== Excerpted text

European stocks fell in light trade on Monday, pressured by heavyweights such as Mercedes-Benz trading ex-dividend, and as crucial China data fuelled market speculation of a sharp slowdown in the world's second-largest economy.

The pan-European STOXX 600 index dropped 1.8%, set to snap a three-day session of gains, although trading volumes were thinned by a UK bank holiday.

Ex-dividend factors weighed heavily on the STOXX 600, with automaker Mercedes-Benz, healthcare company Bayer , auto parts maker Continental and chemical group BASF all losing their payout attraction.

Data released last weekend showed China's factory activity contracted more than feared in April as widespread COVID-19 lockdowns halted industrial production and disrupted supply chains.

China-linked sectors such as autos, luxury, chipmakers and industrials dragged on the main index.

"While we can expect further supportive measures from Beijing over the coming months, the virus restrictions would likely to pose a downside bias to the economic activities," Commerzbank analysts said in a note. "All told, the growth outlook still looks challenging."

Wall Street ended sharply lower on Friday, with the tech-heavy Nasdaq marking its lowest close in nearly a year as Amazon slumped following a gloomy quarterly report, and the biggest surge in inflation since 2005 spooked investors already worried about aggressive interest rates.

The U.S. Federal Reserve is scheduled to meet this week, with traders betting on a 50-basis-point rate hike to combat rapid inflation.

Overall, worries over China's rigid COVID-19 restrictions, the Ukraine conflict and an aggressive U.S. monetary policy tightening have stoked concerns of a sharp slowdown in the global economy, pulling the STOXX 600 down 8.5% on a year-to-date basis.

There were also worries that EU countries, including Europe's gas-reliant economic powerhouse Germany, could stop using Russian gas following Moscow's attack on Ukraine.

Among other single stocks, wind turbine maker Vestas dropped 6.2% after it slashed its full-year operating profit margin outlook due to the Ukraine conflict and writedowns in its offshore business.

German real estate group Adler Group SA slumped 45.4% to a record low as it said all members of its board of directors had offered to resign with immediate effect, after an auditor declined to give an opinion on the company's financial statements.

====
== Record set

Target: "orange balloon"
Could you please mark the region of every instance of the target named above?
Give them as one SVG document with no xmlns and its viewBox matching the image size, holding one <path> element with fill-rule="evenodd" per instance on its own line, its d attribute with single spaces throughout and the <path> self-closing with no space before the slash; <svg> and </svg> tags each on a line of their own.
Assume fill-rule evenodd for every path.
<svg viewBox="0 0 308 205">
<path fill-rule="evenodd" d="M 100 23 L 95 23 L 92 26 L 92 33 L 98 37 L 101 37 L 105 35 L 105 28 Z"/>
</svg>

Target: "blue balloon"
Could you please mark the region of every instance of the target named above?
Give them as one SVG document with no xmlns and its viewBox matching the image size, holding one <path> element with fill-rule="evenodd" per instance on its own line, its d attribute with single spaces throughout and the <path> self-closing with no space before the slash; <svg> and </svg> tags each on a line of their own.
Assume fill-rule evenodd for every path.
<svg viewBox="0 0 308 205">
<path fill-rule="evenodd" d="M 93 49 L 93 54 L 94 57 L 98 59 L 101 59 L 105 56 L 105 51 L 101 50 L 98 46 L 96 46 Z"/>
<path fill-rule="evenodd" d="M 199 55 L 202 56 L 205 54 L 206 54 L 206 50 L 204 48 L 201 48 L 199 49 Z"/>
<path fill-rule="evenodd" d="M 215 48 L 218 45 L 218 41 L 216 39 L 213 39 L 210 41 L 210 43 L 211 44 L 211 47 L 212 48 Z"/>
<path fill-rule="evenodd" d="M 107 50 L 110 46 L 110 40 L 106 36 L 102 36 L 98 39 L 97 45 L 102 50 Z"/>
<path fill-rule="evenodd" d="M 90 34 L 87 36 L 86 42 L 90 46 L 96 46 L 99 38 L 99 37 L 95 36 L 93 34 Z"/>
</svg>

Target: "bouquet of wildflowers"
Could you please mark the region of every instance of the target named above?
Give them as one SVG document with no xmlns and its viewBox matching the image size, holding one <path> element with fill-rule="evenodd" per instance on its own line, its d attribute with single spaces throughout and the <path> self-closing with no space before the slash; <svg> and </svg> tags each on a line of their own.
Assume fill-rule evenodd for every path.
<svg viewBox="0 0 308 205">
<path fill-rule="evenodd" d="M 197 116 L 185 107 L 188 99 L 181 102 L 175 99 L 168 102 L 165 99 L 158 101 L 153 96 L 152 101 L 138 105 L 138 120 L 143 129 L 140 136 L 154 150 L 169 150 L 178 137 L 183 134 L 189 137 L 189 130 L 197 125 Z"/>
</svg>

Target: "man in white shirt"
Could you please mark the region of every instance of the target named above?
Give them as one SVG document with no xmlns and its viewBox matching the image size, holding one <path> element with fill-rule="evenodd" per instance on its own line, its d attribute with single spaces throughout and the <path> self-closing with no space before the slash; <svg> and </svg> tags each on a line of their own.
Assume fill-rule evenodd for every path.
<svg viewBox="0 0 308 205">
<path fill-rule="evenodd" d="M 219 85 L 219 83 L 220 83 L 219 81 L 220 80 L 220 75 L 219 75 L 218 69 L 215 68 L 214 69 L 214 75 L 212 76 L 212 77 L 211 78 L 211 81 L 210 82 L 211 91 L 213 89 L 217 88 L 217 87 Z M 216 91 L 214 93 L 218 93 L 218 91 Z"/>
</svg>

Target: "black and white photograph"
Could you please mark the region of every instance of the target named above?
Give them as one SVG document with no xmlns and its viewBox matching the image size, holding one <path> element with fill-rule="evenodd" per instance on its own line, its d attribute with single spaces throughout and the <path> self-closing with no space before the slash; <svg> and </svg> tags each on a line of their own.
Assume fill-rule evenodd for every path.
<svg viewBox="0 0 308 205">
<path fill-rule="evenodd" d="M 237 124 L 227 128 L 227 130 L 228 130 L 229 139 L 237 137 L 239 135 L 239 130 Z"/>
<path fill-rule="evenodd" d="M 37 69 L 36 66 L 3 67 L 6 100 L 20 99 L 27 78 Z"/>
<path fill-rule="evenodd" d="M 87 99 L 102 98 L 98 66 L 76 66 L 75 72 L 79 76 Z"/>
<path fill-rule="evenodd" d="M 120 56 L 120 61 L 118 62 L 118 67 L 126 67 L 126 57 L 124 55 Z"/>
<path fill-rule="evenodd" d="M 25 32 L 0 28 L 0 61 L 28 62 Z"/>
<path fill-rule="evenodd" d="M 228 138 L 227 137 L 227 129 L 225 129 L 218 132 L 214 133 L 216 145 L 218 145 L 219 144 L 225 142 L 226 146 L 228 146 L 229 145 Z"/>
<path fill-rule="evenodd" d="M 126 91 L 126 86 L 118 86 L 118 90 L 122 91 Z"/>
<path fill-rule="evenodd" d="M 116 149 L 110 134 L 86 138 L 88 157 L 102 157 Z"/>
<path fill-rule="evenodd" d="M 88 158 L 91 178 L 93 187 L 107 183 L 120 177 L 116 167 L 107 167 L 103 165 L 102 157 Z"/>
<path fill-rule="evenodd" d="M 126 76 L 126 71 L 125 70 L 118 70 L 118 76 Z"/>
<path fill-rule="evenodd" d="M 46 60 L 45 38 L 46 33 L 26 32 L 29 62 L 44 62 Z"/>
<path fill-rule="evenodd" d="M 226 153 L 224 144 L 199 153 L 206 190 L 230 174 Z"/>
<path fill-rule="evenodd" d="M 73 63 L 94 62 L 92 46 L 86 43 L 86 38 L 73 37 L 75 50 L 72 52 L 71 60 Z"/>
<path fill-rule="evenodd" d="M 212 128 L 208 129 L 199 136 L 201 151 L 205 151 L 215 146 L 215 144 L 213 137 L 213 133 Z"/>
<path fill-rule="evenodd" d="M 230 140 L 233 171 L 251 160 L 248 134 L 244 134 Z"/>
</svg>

====

== Task A ==
Summarize the market report in two sentences.
== Task B ==
Write out the portion of the market report that starts at the words "European stocks fell" and ends after "world's second-largest economy.".

== Task output A ==
European stocks fell in light trade on Monday, with the STOXX 600 down 1.8%, as heavyweights such as Mercedes-Benz traded ex-dividend and data showing China's factory activity contracted more than feared fueled fears of a sharp slowdown. Among single stocks, Vestas dropped 6.2% after cutting its full-year operating profit margin outlook, and Adler Group slumped 45.4% to a record low after its board members offered to resign.

== Task output B ==
European stocks fell in light trade on Monday, pressured by heavyweights such as Mercedes-Benz trading ex-dividend, and as crucial China data fuelled market speculation of a sharp slowdown in the world's second-largest economy.